** BEGIN Data for this task **

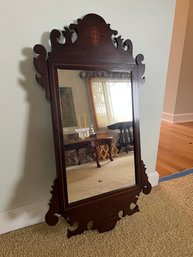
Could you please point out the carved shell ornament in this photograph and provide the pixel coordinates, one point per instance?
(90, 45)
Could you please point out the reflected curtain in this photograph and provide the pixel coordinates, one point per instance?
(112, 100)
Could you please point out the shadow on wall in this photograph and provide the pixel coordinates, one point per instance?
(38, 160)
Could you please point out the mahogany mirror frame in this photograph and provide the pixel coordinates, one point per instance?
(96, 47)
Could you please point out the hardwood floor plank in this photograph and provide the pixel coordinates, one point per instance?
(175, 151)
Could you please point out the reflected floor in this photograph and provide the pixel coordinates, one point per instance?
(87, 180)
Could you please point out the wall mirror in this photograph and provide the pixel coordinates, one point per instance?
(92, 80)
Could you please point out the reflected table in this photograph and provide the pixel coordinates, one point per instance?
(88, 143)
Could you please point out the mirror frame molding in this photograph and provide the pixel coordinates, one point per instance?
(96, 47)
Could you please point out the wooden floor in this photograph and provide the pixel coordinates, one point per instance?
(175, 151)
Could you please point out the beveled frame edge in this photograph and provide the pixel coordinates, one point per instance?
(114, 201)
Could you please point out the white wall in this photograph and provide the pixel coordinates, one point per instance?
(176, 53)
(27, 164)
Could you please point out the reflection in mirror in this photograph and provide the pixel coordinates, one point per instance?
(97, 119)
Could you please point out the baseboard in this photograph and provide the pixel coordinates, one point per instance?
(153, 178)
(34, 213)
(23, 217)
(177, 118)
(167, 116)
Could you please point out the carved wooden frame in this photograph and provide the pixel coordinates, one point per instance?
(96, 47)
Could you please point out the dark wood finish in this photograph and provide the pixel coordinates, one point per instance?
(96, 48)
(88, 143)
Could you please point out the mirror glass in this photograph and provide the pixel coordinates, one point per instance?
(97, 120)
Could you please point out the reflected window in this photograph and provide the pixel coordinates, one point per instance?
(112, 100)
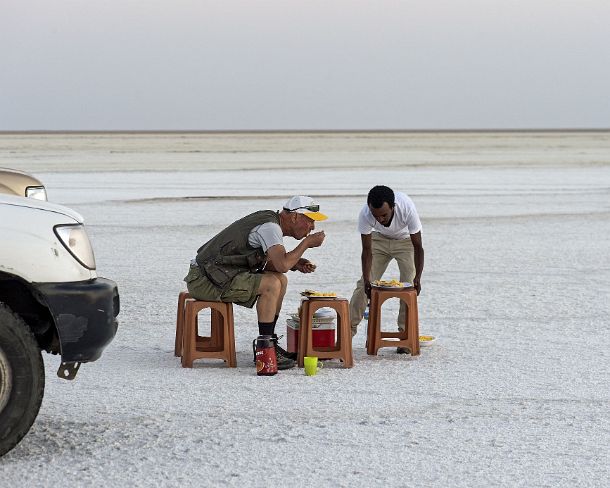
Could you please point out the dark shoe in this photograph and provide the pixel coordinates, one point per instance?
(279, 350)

** END Data for this task **
** BEGIN Data for this task **

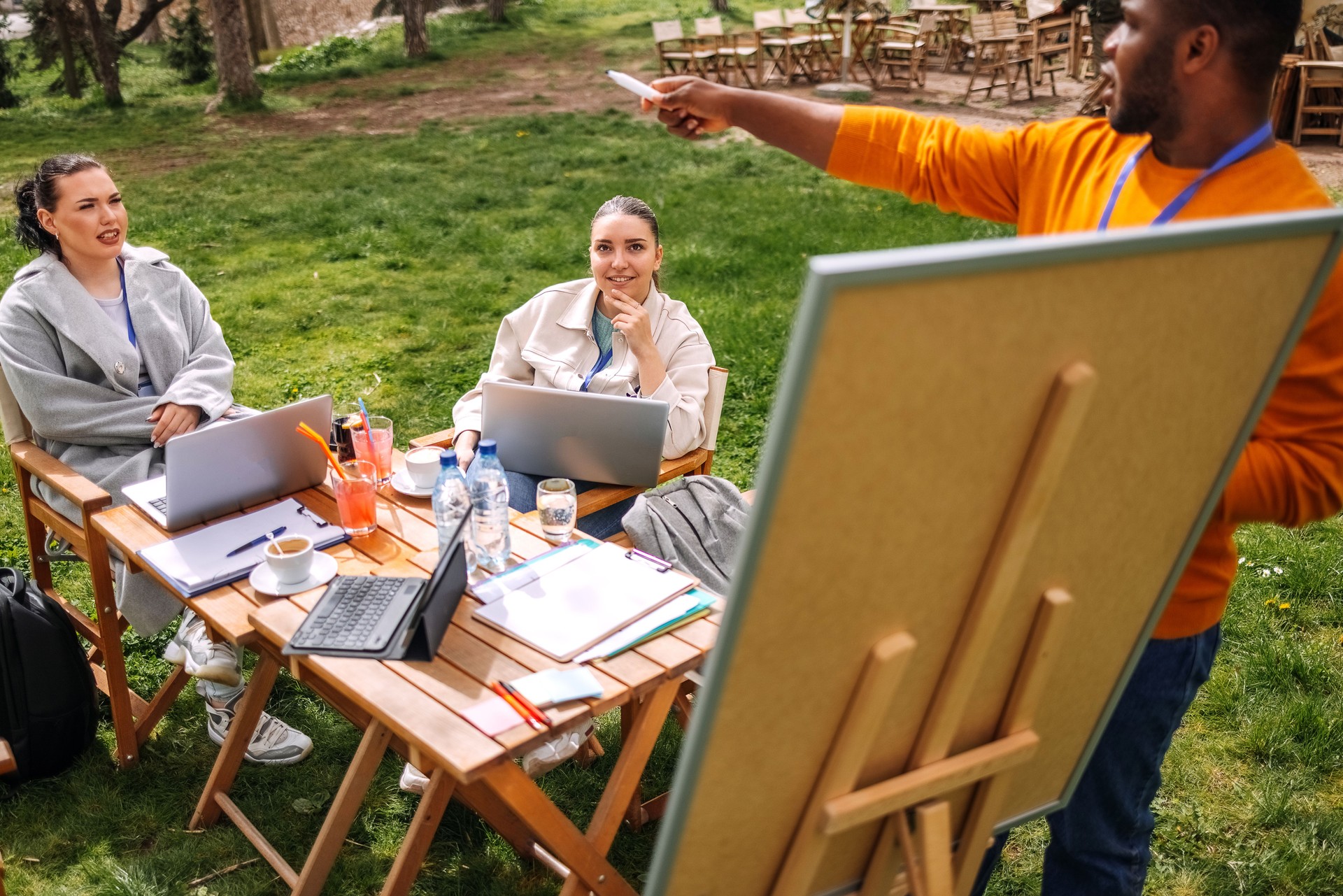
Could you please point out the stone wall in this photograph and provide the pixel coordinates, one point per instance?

** END Data for this task **

*What the task requires*
Copy out each line of the data above that contains the word "wooden".

*Response below*
Could you please point out the wooden floor in this photograph and provide the pixel coordinates, one point per instance?
Could you please point out the carved wooden frame in this photograph and provide the pixel coordinates, one point per instance?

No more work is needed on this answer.